Records provided:
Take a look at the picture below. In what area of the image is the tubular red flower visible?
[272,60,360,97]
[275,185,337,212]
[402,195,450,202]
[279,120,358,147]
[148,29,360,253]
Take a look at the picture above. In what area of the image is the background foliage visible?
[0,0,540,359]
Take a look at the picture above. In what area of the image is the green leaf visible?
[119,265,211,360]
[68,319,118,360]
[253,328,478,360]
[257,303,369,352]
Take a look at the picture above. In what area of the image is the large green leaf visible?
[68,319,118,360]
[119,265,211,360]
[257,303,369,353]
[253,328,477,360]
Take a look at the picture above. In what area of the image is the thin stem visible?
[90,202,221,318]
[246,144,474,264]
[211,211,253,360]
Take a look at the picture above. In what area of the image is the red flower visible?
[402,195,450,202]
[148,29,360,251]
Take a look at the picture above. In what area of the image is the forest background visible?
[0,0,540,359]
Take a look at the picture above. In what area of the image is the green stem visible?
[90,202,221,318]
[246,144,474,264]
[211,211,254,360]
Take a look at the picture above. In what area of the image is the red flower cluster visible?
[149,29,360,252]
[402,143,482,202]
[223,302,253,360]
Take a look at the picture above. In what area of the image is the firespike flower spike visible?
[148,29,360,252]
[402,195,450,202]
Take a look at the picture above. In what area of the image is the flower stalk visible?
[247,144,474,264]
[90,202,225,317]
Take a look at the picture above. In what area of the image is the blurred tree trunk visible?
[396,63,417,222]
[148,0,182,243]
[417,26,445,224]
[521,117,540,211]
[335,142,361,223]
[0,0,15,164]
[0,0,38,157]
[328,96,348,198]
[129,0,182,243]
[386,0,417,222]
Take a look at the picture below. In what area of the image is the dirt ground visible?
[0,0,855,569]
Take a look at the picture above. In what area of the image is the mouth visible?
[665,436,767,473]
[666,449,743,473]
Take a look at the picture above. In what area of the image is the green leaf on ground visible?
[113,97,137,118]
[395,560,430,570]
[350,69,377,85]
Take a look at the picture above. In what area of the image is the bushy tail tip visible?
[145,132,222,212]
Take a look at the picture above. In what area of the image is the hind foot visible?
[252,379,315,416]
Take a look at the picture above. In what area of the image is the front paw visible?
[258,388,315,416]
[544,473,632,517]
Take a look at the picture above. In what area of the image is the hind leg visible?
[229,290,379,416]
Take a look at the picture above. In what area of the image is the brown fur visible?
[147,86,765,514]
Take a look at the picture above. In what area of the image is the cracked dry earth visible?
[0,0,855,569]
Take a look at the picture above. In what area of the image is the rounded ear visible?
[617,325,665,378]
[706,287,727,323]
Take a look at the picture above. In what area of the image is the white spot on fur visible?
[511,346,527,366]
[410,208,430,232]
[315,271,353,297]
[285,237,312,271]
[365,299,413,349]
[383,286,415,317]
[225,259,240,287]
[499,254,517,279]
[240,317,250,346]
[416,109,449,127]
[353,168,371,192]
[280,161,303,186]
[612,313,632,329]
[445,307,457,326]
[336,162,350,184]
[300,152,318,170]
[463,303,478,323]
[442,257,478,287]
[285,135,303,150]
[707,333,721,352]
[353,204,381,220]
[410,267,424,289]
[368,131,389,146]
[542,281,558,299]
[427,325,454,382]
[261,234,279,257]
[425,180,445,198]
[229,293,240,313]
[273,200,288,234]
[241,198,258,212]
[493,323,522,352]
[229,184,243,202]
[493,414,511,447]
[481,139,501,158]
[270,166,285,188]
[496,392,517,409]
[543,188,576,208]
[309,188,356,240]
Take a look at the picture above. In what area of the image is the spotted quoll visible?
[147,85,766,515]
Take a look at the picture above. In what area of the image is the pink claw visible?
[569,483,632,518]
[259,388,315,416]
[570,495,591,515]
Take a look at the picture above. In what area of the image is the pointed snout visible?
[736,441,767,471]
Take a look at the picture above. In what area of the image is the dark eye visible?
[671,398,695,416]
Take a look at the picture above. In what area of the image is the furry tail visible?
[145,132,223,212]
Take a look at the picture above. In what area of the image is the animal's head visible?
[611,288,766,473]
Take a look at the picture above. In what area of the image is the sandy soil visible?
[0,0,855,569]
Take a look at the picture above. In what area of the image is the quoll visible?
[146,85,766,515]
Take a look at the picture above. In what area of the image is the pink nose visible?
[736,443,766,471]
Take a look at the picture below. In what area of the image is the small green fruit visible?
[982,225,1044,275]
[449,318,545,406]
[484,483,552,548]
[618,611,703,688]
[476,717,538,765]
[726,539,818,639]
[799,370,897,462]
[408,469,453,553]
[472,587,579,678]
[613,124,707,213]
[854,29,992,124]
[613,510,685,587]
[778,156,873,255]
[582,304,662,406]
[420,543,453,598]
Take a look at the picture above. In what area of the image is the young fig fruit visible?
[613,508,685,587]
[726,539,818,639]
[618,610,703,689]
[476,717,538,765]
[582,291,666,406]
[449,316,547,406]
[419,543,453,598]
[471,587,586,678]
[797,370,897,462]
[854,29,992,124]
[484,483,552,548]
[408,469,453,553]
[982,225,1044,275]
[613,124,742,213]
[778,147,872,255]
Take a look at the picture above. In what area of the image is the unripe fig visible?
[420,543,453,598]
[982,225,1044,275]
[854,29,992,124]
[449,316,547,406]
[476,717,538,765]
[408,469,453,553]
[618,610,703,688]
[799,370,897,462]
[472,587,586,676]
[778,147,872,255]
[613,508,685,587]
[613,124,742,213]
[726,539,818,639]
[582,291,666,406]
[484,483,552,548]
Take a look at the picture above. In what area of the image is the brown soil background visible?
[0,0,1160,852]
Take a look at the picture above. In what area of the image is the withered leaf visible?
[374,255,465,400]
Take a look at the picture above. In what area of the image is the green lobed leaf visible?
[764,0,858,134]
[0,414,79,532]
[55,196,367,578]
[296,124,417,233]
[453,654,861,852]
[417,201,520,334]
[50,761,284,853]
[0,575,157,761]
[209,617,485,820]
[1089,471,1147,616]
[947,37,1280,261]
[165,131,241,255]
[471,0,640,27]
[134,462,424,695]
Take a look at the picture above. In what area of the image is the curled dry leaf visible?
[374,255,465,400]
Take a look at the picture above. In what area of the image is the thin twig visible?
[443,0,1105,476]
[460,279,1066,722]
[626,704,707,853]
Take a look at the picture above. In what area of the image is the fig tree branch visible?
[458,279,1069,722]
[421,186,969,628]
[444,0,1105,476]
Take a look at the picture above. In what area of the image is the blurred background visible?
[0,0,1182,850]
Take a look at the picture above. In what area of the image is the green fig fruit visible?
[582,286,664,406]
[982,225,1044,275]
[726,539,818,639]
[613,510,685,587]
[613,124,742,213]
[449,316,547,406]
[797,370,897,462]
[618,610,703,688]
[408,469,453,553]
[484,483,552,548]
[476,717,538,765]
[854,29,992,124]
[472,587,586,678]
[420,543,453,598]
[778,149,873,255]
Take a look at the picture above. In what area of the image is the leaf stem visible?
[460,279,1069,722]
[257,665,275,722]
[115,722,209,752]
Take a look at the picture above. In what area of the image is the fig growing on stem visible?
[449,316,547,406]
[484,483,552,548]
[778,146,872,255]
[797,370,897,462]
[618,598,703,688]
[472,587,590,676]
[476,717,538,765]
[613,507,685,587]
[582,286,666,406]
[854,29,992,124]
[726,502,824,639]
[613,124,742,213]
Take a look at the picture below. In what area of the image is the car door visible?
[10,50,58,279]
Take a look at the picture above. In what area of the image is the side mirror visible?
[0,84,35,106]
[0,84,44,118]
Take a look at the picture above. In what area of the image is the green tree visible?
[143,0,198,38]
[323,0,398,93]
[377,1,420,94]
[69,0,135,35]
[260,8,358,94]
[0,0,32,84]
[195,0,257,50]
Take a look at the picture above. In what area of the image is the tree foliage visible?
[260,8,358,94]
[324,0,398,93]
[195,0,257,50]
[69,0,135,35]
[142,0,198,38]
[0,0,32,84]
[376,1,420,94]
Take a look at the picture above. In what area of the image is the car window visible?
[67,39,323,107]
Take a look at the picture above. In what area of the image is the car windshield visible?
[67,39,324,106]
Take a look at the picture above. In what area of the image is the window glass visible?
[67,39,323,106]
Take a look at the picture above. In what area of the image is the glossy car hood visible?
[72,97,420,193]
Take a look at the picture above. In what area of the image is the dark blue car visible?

Exercise directions:
Rewrite the items from the line with "car door visible?" up to and including the line with "[67,39,323,106]" as a two-column CSV with the headers text and answer. Give one row per item, put its text and its answer each in a single quoted field, and turn any line breaks into spaces.

The response:
text,answer
"Take a look at the picture below. In what area of the image is the car door visible?","[10,50,58,279]"
"Take a look at the picture above. In what area of the image is the side mirror visible?","[0,84,35,106] [0,84,44,118]"
"Take a look at the picture above. In what area of the image is the green tree visible?","[143,0,198,38] [323,0,398,93] [377,1,420,94] [69,0,135,35] [260,8,358,94] [0,0,32,84] [195,0,257,50]"
"Take a look at the picture above. In what area of the image is the tree foliage visible?","[260,8,358,94] [324,0,398,93] [195,0,257,50] [69,0,135,35] [142,0,198,38] [0,0,32,84] [376,1,420,94]"
"Take a look at the picture above. In what area of the image is the car window visible?","[67,39,323,107]"
"Take a look at the picture above. In what area of the image is the car windshield visible?","[67,39,324,106]"
"Take a look at the picture above. In what area of the image is the window glass visible?","[67,39,323,106]"